** Short problem **
According to the text on the Stinson-Detroiter, what material are the ribs of the aircraft built from?

В 1926 году пилот Эдди Стинсон для постройки четырехместного биплана с закрытой кабиной создал компанию "Stinson Aircraft Syndicate". Самолет, разработанный совместно Стинсоном и Альфредом Вервиллем, получил обозначение SB-1 Detroiter и в варианте прототипа оснащался системой обогрева кабины, шасси с индивидуальными (раздельными) тормозами и 220-сильным двигателем Wright J-5 Whirlwind, запуск которого выполнялся при помощи электростартера.
Flight, May 1926
An American Commercial Cabin 'Plane
ONE of America's pioneer air pilots, Edie Stinson, has recently produced a rather interesting commercial aeroplane which, besides possessing several novel features, also has a very good performance. This machine is a tractor fuselage biplane intended for commercial work, and is provided with an extremely comfortable totally-enclosed cabin accommodating four persons, including the pilot. Among the unusual features of this machine may be mentioned the fitting of brakes on the wheels for bringing the machine quickly to rest, and an electric self-starter ("Bijur") for the engine.
The development of this machine is the result of many years of flying experience on the part of its designer, for Edie Stinson's flying experience extends over fifteen years, during which time he has spent over 11,000 hours in the air. In designing the Stinson-Detroiter three main points were kept in mind. First to produce a machine which would be as safe as possible, secondly, it was to possess the maximum of comfort for pilot and passengers, and last but not least the design was to be such as to lend itself to production requirements.
For the owner-pilot this machine is admirably fitted, with its electric starter, and luxuriously-upholstered and heated cabin complete with carpet and cigar-lighter. Test flights have shown that the machine is very easy to fly, and has ample control - it having been flown for long periods with hands and feet off the controls.
The Stinson-Detroiter has been designed and constructed to conform to the latest provisions of the American Aeronautical Safety Code. It is constructed of welded steel tubing throughout, with the exception of the wing spars, which are of heavy spruce, and is in fact, practically speaking, an all-metal job. The ribs are built up of duralumin. The wings are of comparatively thick section (U.S.A. 35B), and are of equal span and chord with single bay bracing. The whole structure is fabric covered, thus greatly reducing the cost of construction. Ailerons are fitted to both top and bottom planes.
The fuselage is of rectangular cross-section, enlarged in the neighbourhood of the wings to form the cabin. The latter is provided with large windows in the sides and in front - the fuselage immediately in front of the cabin being of reduced depth - so that a really excellent range of vision is provided. When landing, it is possible for the pilot to look directly over the leading edge of the lower plane, while the wheels of the undercarriage are also visible. Access to the cabin is by way of a door on the left-hand side of the cabin.

** Data excerpts **
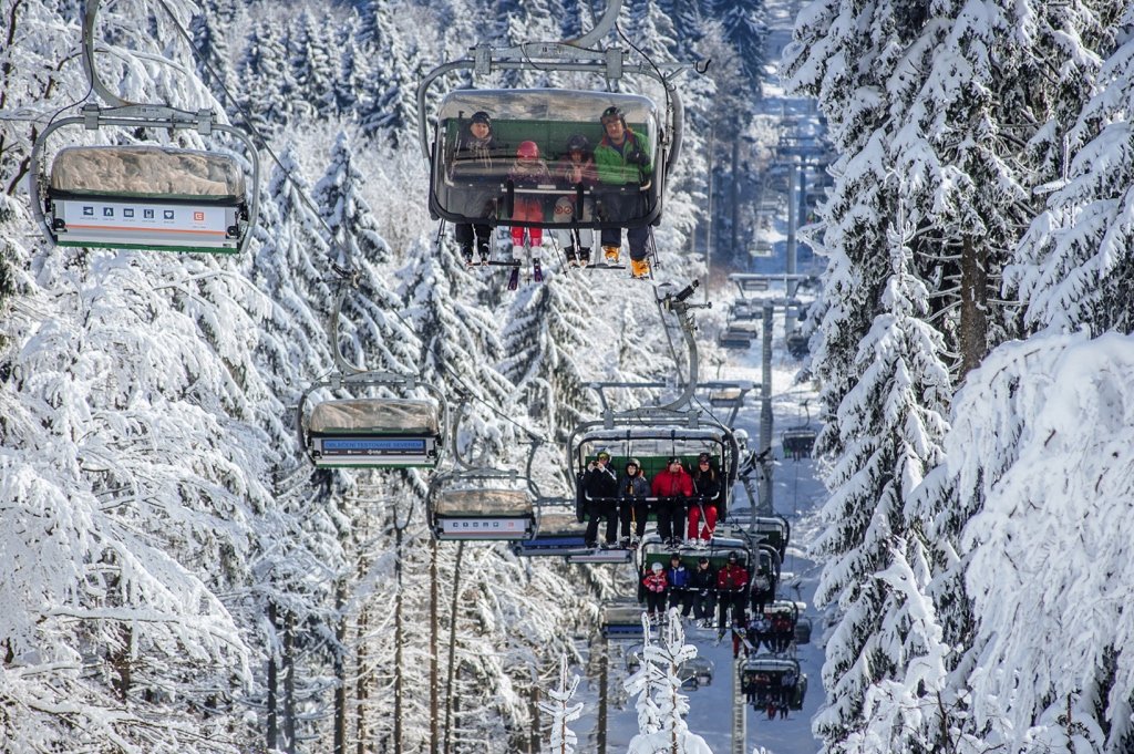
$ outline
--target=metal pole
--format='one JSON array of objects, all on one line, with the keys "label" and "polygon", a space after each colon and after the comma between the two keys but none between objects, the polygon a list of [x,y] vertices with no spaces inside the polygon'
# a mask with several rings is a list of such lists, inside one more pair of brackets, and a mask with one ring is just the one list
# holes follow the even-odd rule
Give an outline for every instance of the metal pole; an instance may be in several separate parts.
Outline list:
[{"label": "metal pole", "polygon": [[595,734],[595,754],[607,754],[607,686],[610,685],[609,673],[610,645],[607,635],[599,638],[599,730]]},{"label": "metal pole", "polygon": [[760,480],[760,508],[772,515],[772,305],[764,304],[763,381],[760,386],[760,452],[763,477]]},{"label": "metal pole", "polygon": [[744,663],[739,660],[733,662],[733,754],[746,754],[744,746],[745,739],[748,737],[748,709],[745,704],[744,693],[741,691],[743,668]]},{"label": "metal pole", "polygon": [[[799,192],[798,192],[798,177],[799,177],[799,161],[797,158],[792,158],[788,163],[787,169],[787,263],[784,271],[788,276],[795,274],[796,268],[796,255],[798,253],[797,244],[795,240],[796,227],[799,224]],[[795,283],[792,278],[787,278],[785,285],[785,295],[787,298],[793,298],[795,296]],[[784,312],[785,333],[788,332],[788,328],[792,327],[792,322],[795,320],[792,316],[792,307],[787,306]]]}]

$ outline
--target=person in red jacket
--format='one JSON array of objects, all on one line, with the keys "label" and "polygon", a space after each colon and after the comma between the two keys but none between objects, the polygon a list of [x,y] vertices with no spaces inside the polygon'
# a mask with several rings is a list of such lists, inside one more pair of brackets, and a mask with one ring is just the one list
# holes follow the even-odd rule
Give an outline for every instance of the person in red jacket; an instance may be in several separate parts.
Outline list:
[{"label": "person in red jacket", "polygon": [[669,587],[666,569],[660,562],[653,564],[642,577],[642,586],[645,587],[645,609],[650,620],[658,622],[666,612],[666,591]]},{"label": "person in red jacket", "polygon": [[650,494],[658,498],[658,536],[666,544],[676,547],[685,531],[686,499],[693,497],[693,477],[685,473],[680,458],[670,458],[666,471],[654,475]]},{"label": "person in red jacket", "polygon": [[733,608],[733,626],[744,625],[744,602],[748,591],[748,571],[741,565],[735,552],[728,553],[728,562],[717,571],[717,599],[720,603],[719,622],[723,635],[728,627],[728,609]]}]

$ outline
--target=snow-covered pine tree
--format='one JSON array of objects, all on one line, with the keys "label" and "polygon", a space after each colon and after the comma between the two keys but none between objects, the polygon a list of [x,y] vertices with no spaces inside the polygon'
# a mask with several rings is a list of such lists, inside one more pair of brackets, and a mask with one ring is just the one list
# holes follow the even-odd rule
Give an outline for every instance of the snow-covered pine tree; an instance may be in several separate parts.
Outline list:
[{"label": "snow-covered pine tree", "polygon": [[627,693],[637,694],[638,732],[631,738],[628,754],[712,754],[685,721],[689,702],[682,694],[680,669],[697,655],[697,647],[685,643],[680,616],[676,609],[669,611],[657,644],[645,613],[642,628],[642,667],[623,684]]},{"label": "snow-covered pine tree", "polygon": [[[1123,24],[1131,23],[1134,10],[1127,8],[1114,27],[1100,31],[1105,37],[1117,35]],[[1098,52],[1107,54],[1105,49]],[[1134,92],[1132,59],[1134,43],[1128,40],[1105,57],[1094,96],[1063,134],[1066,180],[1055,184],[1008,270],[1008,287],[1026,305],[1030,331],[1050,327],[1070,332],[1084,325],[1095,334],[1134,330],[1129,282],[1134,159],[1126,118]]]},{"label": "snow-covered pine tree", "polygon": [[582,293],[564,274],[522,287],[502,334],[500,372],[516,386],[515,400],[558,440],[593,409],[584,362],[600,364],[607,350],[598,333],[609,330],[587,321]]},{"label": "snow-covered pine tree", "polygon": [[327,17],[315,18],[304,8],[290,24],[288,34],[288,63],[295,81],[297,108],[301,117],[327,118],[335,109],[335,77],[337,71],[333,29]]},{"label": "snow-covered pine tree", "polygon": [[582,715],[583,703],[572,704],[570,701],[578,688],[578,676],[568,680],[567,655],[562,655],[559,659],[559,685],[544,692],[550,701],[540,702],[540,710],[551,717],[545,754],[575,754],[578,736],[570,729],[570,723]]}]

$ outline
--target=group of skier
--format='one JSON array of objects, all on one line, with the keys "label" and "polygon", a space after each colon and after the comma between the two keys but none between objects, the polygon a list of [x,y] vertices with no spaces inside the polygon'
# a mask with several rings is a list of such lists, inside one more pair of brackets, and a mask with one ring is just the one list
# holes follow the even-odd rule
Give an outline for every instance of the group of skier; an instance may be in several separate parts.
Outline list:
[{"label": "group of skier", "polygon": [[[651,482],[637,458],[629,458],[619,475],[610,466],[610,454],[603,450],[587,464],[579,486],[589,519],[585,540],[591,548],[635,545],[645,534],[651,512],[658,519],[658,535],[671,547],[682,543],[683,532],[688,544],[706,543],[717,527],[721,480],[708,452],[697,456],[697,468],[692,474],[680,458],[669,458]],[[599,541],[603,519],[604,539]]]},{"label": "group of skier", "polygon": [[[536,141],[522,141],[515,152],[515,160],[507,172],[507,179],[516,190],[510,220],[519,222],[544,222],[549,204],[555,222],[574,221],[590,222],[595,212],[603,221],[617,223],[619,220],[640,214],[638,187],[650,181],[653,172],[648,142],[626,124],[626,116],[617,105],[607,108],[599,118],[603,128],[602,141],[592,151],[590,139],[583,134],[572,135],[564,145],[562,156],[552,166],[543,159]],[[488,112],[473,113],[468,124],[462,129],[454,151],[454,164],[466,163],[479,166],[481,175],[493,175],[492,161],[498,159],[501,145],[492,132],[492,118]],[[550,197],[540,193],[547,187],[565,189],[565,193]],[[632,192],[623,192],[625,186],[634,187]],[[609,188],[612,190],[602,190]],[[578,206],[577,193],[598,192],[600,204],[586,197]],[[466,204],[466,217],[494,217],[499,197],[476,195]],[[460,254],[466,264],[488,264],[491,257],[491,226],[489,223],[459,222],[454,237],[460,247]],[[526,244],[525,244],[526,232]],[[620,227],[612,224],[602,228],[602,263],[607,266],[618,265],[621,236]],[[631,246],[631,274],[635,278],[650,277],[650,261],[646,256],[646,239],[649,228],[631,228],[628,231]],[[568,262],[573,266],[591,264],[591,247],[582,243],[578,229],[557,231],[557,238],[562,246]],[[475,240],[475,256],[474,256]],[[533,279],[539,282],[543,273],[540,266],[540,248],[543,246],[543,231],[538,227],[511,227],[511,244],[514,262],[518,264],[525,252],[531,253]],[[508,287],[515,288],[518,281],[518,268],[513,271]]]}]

** Reply to the exercise **
Duralumin.